* **Aufgaben**
1/ Worauf führt der Lesetext über die Verhaftung M. N. Roys die Massenbewegung unter der Losung »Save Roy« zurück? Antworte in ein bis drei Sätzen.
2/ Führe den Lesetext über die Verhaftung M. N. Roys im Anschluss an seinen letzten Satz weiter.

Am 21. Juli um 5 Uhr morgens hat die Polizei in Bombay ein jahrelang vergeblich verfolgtes und gehetztes Wild zur Strecke gebracht. Es ist Manabendra Nath Roy, nach dem Polizeibericht »the notorious Indian revolutionary and communist of international fame«.



Am gleichen Tage sind in Bombay zehn Inder unter der Anklage der Beherbergung M. N. Roys verhaftet worden. Es sind dies die Führer des Allindischen Gewerkschaftsflügels, des linken Flügels im National-Kongreß, der revolutionären Jugend- und Studentenorganisationen. Eine Riesenversammlung, einberufen vom Allindischen Gewerkschafts-Kongreß und von den Gewerkschaften der Textilarbeiter, Eisenbahner, Straßenbahner, Lederarbeiter und der Arbeitslosen-Assoziation, erklärte in ihrer Entschließung, daß die Verhaftungen »eine groß angelegte Offensive gegen die revolutionäre Bewegung der Massen Indiens für nationale Freiheit und einen Angriff auf die Arbeiter- und Gewerkschaftsbewegung« darstellen. Von den genannten Organisationen wurde auch ein Verteidigungskomitee für M. N. Roy gebildet, dem sich namhafte Rechtsanwälte und Führer des Indischen National-Kongresses freiwillig anschlossen. Dies Komitee hat zu solidarischen Protestaktionen in Indien und der Internationale aufgerufen. Dank seiner Initiative, die auch in Europa und Amerika einen starken Widerhall gefunden hat, ist gegenwärtig in Indien eine stetig wachsende Massenbewegung unter der Losung »Save Roy« im Gange, die von der Kolonialjustiz mit dem hermetischen Abschluß Roys von der Außenwelt und zuletzt auch mit der Verhaftung seines Verteidigers beantwortet wurde.

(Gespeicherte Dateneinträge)

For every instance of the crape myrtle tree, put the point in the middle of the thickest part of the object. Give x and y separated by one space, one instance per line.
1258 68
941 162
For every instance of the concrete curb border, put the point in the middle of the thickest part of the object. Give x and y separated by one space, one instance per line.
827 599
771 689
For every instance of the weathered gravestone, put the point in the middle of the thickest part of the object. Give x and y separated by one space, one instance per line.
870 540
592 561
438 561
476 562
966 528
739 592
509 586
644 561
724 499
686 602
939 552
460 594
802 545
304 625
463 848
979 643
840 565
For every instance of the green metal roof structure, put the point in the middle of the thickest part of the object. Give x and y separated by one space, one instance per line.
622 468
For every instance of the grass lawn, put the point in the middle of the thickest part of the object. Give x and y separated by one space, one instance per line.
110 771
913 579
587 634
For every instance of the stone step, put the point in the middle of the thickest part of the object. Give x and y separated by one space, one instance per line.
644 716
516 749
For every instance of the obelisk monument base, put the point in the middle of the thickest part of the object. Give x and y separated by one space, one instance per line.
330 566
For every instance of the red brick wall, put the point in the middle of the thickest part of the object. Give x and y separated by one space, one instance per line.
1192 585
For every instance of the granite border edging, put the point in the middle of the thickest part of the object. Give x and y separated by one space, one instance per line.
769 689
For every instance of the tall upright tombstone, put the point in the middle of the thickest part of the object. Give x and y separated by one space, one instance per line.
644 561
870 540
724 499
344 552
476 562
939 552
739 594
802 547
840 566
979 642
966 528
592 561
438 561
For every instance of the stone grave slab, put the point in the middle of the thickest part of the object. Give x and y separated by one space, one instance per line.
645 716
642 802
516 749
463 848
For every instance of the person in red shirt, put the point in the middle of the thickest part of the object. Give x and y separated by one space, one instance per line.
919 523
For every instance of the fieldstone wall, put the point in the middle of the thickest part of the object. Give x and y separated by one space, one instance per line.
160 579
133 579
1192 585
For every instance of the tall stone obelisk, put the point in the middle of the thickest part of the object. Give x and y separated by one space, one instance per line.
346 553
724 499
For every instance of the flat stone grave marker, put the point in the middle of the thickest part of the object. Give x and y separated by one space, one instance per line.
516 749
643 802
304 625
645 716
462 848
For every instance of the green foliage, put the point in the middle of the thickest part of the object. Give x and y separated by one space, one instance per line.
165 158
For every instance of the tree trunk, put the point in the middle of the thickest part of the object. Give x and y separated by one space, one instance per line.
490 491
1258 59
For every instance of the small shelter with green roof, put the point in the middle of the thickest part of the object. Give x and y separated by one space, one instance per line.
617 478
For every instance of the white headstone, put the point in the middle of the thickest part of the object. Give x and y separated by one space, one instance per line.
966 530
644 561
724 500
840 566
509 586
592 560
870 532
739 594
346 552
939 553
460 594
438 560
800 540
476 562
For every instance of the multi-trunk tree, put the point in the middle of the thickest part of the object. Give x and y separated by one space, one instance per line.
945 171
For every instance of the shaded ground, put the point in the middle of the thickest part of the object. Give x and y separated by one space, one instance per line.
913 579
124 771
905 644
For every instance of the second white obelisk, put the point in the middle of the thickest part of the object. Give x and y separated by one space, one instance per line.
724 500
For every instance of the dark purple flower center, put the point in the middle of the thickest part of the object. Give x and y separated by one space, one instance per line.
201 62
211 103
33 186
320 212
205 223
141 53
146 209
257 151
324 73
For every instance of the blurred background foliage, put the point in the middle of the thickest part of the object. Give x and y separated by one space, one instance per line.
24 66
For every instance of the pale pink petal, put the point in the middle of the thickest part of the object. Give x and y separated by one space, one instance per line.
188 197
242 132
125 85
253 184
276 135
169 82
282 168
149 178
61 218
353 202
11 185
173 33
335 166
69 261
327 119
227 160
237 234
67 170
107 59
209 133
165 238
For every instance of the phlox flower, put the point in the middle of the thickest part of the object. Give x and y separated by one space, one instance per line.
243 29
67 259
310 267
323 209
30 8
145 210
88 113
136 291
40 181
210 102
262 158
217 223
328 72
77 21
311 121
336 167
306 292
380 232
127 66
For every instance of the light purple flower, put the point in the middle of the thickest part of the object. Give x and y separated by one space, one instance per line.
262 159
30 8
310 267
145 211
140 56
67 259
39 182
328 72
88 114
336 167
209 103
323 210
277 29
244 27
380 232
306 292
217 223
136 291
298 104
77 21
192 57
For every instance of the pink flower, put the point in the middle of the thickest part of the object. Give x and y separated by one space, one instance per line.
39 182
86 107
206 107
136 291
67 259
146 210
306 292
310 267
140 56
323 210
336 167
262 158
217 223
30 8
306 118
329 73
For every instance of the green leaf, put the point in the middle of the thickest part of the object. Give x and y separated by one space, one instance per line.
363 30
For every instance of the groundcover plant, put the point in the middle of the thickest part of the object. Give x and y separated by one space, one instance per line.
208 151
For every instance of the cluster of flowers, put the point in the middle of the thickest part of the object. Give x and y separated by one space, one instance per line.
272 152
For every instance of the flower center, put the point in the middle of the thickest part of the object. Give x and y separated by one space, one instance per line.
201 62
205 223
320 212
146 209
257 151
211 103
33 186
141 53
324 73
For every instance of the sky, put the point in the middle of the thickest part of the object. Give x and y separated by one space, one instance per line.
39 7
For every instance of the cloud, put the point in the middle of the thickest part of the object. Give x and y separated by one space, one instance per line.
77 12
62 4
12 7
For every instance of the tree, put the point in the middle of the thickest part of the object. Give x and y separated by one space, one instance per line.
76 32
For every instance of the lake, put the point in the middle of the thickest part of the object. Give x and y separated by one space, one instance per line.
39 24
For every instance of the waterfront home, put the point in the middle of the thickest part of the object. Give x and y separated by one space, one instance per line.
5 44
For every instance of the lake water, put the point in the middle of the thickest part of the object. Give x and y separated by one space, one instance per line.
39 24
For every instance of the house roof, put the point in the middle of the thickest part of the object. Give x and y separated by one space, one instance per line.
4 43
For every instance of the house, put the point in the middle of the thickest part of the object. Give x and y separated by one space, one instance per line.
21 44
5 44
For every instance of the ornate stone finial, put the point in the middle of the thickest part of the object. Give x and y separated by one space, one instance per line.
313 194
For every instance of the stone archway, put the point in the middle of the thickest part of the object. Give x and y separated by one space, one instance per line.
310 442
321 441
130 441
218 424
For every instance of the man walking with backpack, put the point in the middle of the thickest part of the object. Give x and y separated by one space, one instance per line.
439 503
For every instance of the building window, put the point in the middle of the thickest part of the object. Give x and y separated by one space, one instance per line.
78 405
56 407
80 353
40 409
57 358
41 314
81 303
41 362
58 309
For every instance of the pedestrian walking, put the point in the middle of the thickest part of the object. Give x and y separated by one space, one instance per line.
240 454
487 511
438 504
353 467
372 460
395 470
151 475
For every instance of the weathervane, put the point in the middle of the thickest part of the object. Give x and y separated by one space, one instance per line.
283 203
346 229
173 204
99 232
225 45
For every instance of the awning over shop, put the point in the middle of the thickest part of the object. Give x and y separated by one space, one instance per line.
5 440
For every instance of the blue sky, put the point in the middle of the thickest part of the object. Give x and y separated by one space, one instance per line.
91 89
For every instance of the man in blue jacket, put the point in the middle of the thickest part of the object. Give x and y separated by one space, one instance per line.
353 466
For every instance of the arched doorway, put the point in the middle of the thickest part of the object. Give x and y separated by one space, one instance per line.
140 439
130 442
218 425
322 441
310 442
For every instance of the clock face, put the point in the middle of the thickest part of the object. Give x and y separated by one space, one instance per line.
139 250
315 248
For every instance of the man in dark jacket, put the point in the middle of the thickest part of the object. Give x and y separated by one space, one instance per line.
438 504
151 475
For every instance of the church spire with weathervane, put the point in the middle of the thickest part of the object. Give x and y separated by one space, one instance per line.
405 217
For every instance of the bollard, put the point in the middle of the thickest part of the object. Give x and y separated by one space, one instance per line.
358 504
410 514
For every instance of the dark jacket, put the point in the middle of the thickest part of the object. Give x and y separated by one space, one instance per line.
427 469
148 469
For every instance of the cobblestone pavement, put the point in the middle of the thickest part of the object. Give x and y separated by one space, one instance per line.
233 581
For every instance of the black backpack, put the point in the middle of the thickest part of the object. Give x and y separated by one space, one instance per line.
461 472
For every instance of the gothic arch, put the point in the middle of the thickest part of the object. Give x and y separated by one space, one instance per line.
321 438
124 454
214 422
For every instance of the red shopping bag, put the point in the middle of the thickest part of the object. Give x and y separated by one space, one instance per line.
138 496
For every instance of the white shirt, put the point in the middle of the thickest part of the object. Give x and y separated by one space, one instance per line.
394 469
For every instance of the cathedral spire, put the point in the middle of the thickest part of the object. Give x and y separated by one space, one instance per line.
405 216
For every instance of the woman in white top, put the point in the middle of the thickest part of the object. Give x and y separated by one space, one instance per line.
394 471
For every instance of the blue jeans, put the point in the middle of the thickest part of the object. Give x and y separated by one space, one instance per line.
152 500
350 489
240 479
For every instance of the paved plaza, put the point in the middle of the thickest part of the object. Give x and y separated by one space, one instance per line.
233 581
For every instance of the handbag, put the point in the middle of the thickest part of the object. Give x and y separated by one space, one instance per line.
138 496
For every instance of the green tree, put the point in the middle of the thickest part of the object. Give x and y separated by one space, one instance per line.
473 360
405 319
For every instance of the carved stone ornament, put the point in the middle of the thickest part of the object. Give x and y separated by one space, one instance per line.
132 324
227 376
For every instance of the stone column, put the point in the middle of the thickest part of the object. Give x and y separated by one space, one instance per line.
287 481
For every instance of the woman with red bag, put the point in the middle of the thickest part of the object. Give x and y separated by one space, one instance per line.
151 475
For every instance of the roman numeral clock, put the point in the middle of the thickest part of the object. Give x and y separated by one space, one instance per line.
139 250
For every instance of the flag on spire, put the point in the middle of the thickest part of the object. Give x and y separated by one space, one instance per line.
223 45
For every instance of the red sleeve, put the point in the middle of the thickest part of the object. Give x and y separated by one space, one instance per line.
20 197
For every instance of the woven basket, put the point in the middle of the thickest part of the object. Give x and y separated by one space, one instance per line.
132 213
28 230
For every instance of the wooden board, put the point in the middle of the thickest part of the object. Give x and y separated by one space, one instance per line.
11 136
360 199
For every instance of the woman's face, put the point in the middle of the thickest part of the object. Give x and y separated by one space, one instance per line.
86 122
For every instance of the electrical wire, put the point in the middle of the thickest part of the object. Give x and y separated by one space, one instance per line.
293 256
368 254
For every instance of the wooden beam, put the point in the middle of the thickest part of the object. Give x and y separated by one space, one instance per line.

* **Lösungen**
1/ Die Massenbewegung geht auf die Initiative des Verteidigungskomitees für M. N. Roy zurück. Gewerkschaften, Jugend- und Studentenorganisationen hatten es gebildet, und es rief zu solidarischen Protestaktionen in Indien und der Internationale auf. Diese Initiative fand auch in Europa und Amerika starken Widerhall.

2/
Nach den Berichten der englischen Presse lautet die Anklage gegen M. N. Roy auf »waging war against the King« (Kriegführung gegen den König). Nach dem indischen Strafgesetzbuch steht darauf Todesstrafe oder lebenslängliche Deportation. Die Verhaftung erfolgte indessen unter Berufung auf Artikel 121 A »wegen Verschwörung und Verbrechens gegen den Staat«, begangen durch die angebliche Urheberschaft am Aufstand in Cawnpore 1924. Aufgrund des Steckbriefes ist M. N. Roy nach der Verhaftung in das Gefängnis von Cawnpore eingeliefert worden, wo seit dem 12. November sein Prozeß stattfindet, für den eine einmonatliche Dauer vorgesehen ist. Schuldig in diesem Falle bedeutet die Verurteilung zu lebenslänglicher Deportation oder zu Gefängnis nicht unter zehn Jahren. Die Untersuchung wird aber auch noch auf andre Fälle ausgedehnt. So soll nach englischen Pressemeldungen M. N. Roy »als leitendes Mitglied der Moskauer Internationale verantwortlich für die kommunistische Propaganda und Agitation in Indien« sein. Ferner soll er im Auslande »Verschwörungen gegen die Integrität des Britischen Reiches« angezettelt haben. Nach der »North China Daily News« soll er im Jahre 1927 als Vertreter der Kommunistischen Internationale in China »indische Soldaten und Polizisten zur Meuterei veranlaßt und gemeinsam mit Borodin die Propaganda gegen die britische Regierung geleitet haben.«



Das Niveau der Polizeiberichte in den kolonialen Ländern ist noch viel tiefer als in Europa, Es ist nur plumpe Polizeiabsicht oder Stupidität, wenn sie M. N. Roy als Verschwörer hinstellen. Sein wirklicher »Krieg gegen den König« bestand und besteht darin, daß er ein Vorkämpfer der Unabhängigkeit Indiens und der markanteste Führer der jungen indischen Arbeiterbewegung ist. Als solcher ist er auch zu großem Einfluß innerhalb der kolonial-revolutionären und der internationalen Arbeiterbewegung gelangt.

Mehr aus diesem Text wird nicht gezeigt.